## [Stated goal]
Convert the lines from the line containing "Can you find the bagpipe?" through the line containing "pixel 50 126", both included, into a Markdown table with the columns Number and Line. Leave out blank lines and any lines outside that range.

## [Given records]
>> BEGIN

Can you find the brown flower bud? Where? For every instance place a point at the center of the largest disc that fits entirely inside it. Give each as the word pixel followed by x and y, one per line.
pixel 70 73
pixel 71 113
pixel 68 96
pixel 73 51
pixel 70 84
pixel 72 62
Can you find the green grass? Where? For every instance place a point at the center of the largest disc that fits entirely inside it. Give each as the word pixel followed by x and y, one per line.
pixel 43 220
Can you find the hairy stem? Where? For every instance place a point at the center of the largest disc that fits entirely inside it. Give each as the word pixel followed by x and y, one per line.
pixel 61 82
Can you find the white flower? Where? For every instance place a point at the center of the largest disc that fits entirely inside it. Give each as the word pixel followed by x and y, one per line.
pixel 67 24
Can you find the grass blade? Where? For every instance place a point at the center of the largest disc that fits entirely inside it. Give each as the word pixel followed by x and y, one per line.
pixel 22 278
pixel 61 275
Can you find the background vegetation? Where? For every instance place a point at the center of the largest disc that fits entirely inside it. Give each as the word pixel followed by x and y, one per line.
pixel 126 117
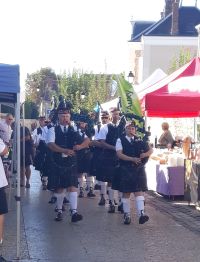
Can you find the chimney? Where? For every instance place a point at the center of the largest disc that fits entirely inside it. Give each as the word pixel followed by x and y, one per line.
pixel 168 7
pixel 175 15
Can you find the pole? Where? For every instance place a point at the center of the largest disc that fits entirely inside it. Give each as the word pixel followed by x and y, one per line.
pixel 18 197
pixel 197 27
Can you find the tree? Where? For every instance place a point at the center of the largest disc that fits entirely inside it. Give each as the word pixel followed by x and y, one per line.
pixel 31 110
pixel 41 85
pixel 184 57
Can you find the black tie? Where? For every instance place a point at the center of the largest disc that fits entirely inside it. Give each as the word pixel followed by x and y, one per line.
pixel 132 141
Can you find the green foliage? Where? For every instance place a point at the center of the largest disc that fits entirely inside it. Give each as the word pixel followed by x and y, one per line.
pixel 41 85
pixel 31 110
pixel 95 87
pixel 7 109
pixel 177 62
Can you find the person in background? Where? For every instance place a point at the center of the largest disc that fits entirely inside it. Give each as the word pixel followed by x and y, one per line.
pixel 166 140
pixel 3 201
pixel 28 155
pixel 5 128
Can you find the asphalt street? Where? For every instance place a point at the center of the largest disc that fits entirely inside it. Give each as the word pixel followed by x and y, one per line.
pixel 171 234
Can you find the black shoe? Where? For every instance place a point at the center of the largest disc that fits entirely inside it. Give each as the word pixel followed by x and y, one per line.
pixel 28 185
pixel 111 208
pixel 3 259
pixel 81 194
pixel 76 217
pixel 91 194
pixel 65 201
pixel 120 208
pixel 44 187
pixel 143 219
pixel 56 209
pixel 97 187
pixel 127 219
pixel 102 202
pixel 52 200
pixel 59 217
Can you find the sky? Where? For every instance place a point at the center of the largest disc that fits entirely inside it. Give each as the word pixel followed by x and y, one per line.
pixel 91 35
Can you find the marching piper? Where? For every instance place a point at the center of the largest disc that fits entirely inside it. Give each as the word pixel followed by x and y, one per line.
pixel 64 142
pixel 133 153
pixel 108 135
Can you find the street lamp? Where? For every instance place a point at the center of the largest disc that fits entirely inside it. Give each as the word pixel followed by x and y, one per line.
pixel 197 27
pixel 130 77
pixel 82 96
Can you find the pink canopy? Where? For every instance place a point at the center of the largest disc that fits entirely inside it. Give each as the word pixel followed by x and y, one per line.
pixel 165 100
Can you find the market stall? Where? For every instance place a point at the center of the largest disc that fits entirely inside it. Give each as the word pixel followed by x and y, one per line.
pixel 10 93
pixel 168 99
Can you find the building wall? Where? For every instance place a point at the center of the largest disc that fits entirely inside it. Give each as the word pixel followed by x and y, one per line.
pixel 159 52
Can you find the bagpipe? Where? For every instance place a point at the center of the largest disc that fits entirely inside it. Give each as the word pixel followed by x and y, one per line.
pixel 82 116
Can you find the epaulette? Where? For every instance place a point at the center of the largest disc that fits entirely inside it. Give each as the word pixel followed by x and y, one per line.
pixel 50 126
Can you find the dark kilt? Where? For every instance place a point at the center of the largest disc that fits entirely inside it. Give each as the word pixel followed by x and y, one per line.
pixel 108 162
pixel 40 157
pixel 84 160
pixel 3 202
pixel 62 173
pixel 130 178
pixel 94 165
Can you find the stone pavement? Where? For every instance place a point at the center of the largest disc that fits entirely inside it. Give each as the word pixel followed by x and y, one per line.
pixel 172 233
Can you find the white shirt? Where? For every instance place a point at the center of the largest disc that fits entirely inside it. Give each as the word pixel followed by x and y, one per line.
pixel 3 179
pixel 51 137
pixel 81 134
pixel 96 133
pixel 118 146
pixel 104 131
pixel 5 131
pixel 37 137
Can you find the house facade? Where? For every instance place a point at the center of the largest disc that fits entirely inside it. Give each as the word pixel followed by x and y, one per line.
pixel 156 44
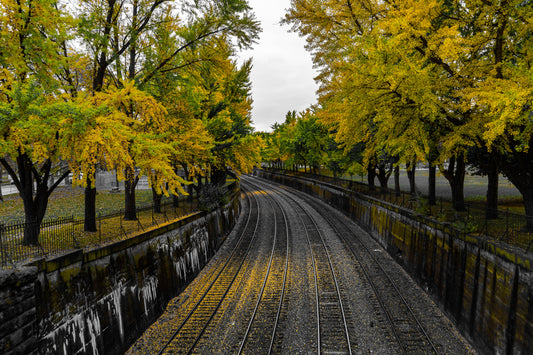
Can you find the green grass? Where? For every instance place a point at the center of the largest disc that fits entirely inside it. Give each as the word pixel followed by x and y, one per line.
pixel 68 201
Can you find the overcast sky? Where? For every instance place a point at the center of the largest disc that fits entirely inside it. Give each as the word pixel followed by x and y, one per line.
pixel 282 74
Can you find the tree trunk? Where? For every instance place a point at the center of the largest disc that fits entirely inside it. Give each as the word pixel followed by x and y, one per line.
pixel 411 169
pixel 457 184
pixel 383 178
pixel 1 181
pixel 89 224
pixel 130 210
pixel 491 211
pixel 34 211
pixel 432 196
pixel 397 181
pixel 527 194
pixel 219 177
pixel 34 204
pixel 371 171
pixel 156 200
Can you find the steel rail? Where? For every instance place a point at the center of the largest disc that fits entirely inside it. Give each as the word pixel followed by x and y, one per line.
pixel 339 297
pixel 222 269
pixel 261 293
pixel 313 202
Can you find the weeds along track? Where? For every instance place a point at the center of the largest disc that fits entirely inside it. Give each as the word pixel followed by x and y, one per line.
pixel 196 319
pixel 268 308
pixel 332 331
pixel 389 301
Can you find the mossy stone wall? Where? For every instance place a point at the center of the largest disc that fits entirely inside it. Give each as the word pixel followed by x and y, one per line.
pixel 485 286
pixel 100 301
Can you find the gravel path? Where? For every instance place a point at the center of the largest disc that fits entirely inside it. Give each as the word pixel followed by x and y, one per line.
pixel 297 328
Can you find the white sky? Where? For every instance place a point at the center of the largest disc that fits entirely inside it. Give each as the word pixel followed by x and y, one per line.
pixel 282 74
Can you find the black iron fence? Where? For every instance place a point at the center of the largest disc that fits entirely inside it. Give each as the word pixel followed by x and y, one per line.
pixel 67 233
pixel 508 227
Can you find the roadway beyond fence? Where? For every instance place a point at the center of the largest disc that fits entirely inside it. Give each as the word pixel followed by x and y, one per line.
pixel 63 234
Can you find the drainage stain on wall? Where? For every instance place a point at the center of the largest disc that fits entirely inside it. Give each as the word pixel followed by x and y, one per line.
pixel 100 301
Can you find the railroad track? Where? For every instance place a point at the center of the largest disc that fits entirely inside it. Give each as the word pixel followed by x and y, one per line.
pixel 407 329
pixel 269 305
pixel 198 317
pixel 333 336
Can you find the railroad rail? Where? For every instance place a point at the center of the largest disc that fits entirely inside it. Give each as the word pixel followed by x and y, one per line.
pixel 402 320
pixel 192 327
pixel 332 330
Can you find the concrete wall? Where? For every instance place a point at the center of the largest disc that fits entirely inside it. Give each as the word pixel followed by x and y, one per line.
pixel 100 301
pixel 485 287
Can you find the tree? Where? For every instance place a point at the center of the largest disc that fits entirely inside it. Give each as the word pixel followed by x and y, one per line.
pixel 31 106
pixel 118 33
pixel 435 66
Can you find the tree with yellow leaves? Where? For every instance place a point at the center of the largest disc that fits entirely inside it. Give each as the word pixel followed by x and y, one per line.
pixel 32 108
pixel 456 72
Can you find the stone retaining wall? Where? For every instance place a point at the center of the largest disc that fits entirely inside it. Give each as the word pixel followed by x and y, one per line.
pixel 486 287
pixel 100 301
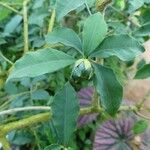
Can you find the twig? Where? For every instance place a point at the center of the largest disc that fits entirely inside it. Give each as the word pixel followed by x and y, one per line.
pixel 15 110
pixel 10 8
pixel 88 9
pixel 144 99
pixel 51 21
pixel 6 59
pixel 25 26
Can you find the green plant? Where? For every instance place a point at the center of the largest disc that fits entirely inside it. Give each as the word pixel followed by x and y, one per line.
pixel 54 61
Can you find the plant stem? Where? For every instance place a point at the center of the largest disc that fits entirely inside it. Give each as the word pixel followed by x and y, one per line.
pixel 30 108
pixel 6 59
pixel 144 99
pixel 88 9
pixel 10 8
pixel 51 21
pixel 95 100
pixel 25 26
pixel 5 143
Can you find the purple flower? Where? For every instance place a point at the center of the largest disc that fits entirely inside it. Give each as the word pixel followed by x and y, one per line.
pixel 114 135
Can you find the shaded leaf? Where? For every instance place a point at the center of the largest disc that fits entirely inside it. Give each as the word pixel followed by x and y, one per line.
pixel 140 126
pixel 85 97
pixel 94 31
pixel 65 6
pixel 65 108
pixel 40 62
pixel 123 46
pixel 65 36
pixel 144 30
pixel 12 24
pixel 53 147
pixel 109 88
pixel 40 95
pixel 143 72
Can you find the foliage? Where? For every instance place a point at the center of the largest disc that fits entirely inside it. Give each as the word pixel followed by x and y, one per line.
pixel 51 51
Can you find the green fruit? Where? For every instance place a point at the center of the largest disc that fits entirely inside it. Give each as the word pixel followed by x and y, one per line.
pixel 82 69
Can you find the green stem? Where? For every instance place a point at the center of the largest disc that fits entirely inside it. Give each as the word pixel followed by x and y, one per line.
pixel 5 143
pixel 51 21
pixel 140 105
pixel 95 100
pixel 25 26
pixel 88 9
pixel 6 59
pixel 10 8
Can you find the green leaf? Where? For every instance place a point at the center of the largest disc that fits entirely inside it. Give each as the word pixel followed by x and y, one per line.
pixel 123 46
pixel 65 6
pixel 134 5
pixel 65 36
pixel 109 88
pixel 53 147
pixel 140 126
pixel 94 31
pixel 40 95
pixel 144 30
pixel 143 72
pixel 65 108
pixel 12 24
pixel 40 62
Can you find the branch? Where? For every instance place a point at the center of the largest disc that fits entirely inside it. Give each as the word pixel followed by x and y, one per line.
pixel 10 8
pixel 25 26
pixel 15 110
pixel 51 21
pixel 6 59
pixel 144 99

>> END
>> BEGIN

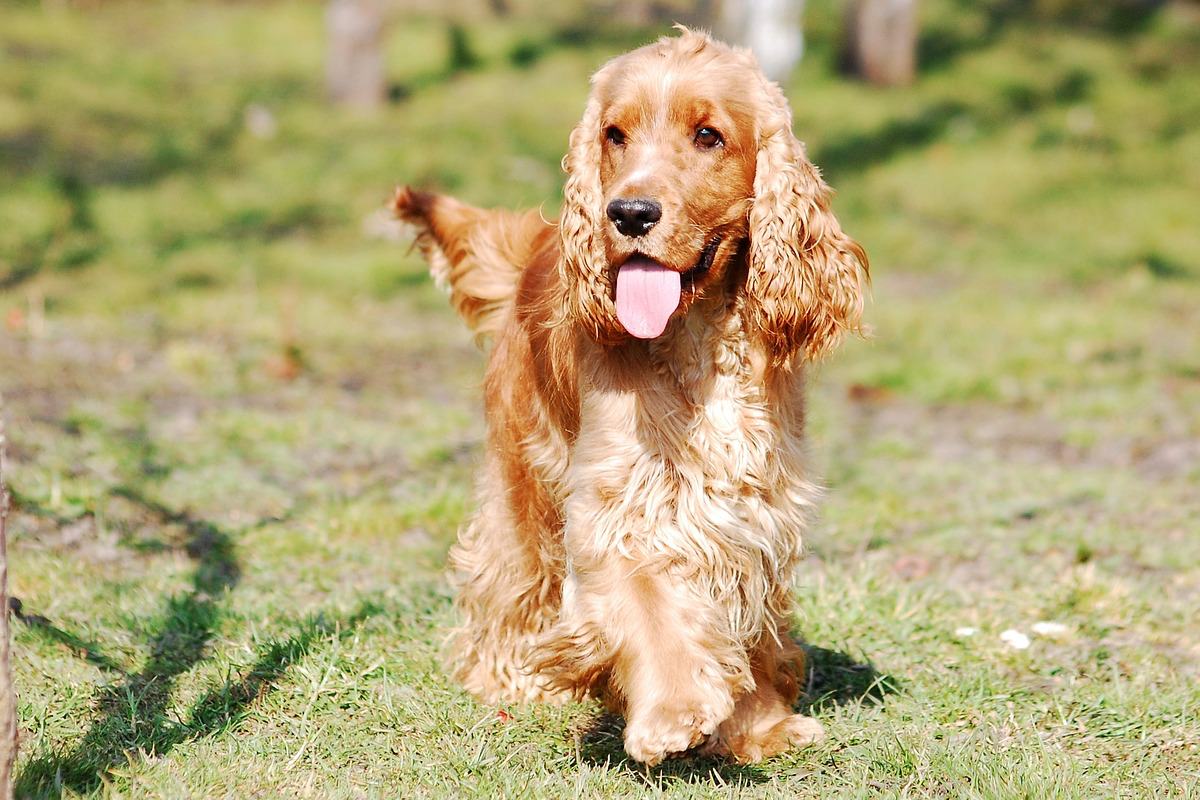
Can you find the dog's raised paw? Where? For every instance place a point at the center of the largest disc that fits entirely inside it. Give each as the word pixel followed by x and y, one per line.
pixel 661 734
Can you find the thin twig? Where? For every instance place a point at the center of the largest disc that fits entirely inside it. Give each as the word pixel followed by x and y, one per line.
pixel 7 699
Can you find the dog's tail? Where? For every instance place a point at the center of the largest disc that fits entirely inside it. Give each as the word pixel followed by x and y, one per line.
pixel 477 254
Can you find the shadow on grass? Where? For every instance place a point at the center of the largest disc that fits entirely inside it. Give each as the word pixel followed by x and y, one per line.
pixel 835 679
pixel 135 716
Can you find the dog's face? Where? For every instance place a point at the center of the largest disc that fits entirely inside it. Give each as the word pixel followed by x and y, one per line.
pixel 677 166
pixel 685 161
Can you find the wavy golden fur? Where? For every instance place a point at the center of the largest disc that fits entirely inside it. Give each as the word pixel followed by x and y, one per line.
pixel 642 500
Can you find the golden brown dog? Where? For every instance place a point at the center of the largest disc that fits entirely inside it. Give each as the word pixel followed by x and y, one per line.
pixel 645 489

>> END
>> BEGIN

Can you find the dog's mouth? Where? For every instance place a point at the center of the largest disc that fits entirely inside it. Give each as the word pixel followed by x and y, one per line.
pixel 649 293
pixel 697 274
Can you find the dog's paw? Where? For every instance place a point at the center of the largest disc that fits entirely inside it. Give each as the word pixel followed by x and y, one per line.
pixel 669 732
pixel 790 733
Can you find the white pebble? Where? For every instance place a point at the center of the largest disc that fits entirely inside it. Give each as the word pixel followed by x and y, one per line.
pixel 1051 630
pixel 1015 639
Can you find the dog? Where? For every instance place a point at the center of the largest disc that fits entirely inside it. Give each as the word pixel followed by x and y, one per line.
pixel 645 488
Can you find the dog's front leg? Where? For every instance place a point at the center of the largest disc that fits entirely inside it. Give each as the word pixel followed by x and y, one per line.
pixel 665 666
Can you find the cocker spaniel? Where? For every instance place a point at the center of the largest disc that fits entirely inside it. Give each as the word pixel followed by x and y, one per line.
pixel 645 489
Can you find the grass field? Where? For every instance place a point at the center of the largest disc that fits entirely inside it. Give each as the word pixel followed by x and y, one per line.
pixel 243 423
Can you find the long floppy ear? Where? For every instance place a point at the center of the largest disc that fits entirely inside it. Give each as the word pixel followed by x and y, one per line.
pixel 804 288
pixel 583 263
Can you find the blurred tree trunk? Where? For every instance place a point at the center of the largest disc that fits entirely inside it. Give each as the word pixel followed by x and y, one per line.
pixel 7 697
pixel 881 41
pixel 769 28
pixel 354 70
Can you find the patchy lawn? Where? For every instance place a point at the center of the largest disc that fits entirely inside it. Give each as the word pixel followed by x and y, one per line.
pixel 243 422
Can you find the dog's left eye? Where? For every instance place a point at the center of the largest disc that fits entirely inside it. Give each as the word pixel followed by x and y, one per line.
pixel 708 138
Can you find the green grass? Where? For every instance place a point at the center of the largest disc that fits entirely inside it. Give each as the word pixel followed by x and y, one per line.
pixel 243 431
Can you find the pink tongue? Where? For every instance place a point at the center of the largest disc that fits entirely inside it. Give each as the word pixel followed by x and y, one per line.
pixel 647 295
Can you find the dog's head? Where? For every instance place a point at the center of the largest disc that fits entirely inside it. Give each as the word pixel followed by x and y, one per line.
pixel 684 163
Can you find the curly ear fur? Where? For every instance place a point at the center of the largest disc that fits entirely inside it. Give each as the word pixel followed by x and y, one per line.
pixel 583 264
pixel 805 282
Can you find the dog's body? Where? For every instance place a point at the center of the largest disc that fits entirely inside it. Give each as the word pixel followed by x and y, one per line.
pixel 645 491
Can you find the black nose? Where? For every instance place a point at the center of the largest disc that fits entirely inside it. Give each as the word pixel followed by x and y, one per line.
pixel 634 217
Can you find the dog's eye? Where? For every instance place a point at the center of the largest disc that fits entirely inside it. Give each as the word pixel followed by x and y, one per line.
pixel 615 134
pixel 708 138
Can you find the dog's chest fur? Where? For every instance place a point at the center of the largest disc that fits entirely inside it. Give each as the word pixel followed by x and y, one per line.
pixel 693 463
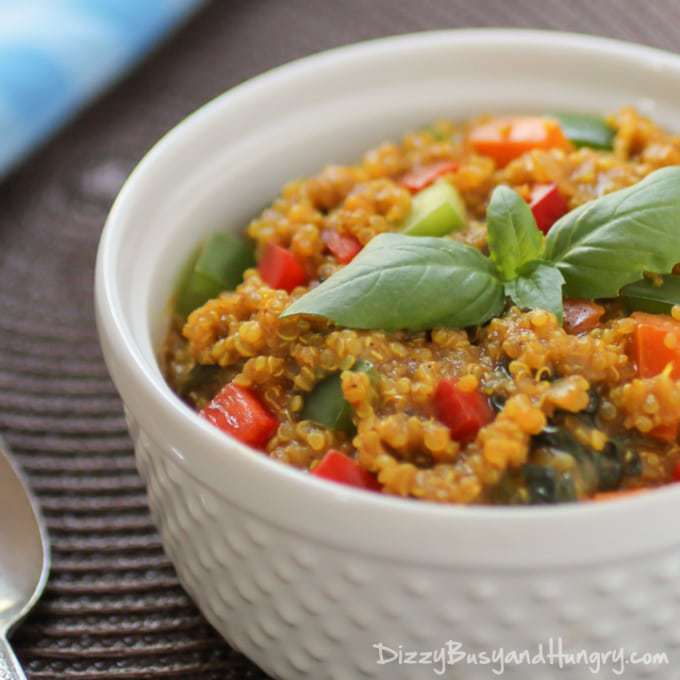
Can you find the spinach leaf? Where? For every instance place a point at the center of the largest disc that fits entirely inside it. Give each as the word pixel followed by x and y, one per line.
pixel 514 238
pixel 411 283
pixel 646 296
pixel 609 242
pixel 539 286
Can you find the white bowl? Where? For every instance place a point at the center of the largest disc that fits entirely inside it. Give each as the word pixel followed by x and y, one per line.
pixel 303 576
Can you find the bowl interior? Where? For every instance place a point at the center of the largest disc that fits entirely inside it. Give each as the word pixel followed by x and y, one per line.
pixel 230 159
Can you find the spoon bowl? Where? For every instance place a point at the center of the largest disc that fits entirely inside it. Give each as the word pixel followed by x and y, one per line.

>> END

## [Exercise response]
| Number | Line |
|---|---|
| 1 | Can you find the bagpipe? Where? For every instance place a point at the center of the largest disc that fits entirely inside it. Give each as the word pixel followed by x and y, one per line. |
| 2 | pixel 82 116 |
| 3 | Can you find the epaulette? Where? For every instance place a point at the center of the largest disc that fits entirely inside it. Give each as the word pixel followed by x and y, one per line. |
| 4 | pixel 50 126 |